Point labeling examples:

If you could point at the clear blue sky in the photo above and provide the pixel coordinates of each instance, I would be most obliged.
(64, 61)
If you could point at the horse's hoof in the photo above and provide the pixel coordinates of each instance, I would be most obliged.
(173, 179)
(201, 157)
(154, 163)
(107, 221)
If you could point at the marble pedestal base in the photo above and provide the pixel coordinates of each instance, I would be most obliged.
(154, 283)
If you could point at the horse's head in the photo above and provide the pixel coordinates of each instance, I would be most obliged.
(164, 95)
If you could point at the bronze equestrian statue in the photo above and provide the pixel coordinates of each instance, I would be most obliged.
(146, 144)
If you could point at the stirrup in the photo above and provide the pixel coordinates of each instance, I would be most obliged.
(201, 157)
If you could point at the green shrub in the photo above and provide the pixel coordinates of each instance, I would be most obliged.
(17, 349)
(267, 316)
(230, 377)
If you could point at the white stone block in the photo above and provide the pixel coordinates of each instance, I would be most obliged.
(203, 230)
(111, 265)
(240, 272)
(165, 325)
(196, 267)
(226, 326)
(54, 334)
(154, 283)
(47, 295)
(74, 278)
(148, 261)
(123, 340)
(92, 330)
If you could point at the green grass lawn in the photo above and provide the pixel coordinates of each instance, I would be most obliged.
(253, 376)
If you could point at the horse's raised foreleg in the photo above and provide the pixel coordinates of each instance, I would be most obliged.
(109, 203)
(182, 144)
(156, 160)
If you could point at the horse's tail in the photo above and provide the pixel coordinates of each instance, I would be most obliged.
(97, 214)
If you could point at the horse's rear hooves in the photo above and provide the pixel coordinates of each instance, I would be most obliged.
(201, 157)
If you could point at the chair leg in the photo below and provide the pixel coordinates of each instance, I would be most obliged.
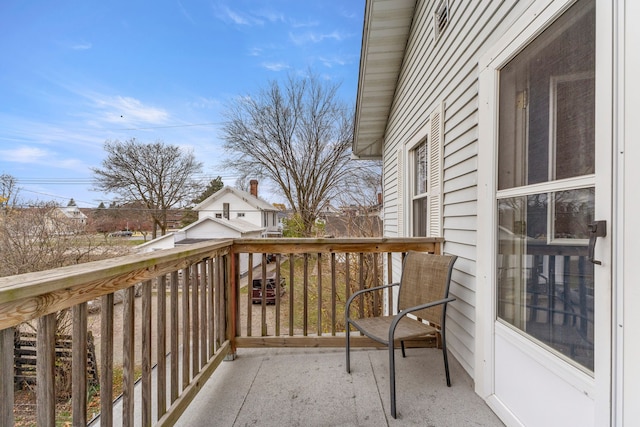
(392, 378)
(446, 359)
(348, 348)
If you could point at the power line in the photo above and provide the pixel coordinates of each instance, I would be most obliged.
(171, 126)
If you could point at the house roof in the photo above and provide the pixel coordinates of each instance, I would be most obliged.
(256, 202)
(387, 24)
(72, 212)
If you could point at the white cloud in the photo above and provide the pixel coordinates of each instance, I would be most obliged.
(82, 46)
(225, 14)
(333, 60)
(125, 110)
(275, 66)
(25, 154)
(311, 37)
(271, 16)
(38, 156)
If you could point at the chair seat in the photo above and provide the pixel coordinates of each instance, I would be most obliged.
(377, 328)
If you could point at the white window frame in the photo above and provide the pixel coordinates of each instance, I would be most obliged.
(433, 134)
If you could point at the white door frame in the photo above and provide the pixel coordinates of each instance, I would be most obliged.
(537, 17)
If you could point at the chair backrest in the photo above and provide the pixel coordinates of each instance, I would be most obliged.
(425, 278)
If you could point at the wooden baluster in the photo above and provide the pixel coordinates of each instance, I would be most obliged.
(45, 370)
(175, 388)
(79, 364)
(334, 293)
(106, 360)
(186, 346)
(128, 359)
(6, 376)
(161, 354)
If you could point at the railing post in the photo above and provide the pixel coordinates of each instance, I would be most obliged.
(231, 280)
(6, 376)
(146, 353)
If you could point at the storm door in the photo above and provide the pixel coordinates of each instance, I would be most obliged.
(546, 197)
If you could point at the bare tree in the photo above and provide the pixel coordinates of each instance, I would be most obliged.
(8, 191)
(298, 135)
(159, 175)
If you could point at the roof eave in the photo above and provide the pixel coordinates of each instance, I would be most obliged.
(386, 28)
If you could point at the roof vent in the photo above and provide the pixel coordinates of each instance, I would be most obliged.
(440, 18)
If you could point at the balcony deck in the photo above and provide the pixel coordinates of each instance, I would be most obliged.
(193, 307)
(310, 387)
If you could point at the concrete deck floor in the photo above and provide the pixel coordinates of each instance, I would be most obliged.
(310, 387)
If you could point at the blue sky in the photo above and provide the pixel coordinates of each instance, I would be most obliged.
(74, 74)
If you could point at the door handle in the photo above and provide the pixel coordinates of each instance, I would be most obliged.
(596, 229)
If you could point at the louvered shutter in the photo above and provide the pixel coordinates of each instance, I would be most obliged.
(400, 192)
(435, 173)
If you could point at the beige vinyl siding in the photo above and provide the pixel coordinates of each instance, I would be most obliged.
(446, 72)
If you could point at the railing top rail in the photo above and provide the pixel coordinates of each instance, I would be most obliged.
(27, 296)
(328, 245)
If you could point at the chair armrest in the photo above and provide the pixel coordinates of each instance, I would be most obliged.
(362, 291)
(403, 313)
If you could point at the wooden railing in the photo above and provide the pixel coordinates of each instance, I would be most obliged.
(183, 311)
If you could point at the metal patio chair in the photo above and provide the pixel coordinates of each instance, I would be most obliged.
(423, 292)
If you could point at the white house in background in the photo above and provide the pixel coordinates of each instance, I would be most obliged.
(500, 131)
(227, 214)
(72, 213)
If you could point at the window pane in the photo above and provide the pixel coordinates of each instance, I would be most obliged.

Job:
For this exercise, please retype exactly the lines in the listing from the line with "If you could point at the railing top" through its last line, both ends included.

Exercise result:
If you could point at the railing top rail in the photo above and provide the pixel coordinates of each instance, I would be most obliged.
(27, 296)
(328, 245)
If you could point at the chair armrest in the photo above and provide the pixel coordinates of each instance, I would be most obliged.
(362, 291)
(403, 313)
If you could point at the wooden railing in the photo above and provide the pixel coordinates of each instance, I would be most obliged.
(183, 311)
If you could point at the metal patio chair in the photo above and provide the pixel coordinates of each instance, I would be most obliged.
(423, 292)
If you could point at the white house in background in the photo above and provide the pixel coordinates of each instance, I would be most obliged.
(500, 131)
(227, 214)
(72, 213)
If you could point at the window pane in the photo above and provide the pixel coordinates of each instance, I would be most obliged.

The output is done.